» OBJECTIVE
Rescale the stretch from the line containing "Indicate the power" through the end of the entries: write out every line of it again, requests included, multiplying each answer coordinate by 0.85 and rounding to whole numbers with halves going up. Leave the numbers in the requests and their format samples unchanged, and give only this stretch.

===== EXTRACTED ENTRIES =====

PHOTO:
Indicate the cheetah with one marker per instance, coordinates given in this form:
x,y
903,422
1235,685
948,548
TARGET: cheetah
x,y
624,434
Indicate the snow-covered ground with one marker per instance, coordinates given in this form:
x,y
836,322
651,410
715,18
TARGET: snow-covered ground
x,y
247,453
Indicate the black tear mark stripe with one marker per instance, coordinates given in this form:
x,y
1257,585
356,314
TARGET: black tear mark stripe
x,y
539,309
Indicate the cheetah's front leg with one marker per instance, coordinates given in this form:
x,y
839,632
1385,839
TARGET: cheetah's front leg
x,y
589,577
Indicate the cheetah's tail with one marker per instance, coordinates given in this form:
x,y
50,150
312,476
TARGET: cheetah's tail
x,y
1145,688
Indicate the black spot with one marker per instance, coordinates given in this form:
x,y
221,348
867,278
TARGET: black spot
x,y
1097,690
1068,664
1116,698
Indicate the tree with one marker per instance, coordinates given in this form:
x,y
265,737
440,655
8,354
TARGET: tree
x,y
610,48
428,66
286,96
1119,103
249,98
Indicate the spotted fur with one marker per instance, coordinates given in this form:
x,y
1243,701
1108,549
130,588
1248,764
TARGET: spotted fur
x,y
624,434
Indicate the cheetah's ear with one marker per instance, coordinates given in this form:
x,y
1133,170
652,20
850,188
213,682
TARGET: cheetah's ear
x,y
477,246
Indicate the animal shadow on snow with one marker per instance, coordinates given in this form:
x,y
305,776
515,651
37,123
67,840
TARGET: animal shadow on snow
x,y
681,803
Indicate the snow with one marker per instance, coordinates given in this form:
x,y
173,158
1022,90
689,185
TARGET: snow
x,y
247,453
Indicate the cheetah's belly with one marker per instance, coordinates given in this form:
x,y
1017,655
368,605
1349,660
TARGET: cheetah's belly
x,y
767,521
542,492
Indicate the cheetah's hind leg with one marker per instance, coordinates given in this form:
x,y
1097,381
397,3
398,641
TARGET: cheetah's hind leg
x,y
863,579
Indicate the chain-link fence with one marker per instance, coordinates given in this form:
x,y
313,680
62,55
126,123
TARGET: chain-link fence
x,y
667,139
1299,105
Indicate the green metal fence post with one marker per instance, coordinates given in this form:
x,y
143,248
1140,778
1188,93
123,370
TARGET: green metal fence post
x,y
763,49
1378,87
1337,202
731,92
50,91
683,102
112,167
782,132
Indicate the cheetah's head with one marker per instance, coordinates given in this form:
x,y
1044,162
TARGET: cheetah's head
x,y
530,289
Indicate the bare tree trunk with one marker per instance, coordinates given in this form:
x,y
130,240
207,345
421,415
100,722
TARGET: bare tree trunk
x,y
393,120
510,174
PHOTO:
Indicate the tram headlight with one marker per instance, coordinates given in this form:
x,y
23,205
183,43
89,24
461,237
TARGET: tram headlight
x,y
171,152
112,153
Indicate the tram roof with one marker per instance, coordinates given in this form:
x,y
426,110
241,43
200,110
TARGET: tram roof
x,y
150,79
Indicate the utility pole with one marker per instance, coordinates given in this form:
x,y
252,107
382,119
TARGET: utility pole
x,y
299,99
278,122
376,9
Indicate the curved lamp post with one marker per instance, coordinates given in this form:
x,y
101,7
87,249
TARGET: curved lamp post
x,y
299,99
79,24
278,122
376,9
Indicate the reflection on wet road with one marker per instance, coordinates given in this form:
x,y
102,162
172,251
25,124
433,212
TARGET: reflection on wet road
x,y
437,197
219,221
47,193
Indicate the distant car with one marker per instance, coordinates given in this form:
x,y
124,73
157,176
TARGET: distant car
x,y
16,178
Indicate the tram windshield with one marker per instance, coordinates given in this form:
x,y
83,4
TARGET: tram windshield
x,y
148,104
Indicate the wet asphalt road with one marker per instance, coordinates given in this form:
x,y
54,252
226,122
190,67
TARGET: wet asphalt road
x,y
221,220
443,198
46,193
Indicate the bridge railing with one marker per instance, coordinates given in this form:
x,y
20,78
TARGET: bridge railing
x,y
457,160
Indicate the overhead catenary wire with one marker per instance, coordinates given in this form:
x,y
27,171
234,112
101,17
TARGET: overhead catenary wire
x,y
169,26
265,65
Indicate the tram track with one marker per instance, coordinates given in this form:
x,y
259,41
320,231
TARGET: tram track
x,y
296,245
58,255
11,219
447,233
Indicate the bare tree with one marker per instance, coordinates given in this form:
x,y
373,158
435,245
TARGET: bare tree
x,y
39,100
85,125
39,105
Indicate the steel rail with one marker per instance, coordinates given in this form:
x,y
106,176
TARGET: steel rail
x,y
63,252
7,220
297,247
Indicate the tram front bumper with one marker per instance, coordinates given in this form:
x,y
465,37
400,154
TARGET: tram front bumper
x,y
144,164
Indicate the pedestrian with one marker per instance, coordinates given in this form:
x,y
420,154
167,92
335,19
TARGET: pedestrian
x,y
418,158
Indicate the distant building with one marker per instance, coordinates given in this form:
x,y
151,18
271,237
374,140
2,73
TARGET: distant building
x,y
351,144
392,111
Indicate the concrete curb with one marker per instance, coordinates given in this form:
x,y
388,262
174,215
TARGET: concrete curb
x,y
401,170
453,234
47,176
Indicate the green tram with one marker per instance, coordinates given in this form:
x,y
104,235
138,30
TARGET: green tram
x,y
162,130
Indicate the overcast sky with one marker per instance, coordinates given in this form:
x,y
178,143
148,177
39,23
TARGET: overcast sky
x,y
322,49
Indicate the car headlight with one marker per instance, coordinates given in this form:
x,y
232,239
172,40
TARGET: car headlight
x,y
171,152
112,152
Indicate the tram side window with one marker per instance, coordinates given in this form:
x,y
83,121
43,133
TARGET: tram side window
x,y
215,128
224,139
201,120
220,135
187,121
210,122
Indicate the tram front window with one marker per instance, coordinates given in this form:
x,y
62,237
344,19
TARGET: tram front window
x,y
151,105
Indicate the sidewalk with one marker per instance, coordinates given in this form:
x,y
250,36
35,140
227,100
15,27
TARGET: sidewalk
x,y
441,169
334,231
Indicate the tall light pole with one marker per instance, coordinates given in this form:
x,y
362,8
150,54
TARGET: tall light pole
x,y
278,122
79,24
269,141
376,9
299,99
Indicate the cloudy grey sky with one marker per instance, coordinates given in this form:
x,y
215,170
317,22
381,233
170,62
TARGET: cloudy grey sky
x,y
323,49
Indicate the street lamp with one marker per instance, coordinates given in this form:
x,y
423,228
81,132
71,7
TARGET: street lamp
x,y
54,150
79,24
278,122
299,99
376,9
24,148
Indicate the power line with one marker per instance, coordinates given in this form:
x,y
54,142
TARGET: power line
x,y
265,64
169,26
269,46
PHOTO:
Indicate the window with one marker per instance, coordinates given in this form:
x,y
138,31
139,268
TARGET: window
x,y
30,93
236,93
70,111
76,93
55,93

=====

» RIGHT ANSWER
Indicate the power line with one marker per instance, coordinates given in this form:
x,y
54,142
TARGET: power line
x,y
225,54
144,22
229,39
PHOTO:
Indicate the window with one marker per instance, coordinates given in this form:
x,y
138,31
139,268
TARGET: window
x,y
26,79
201,79
60,94
65,79
47,79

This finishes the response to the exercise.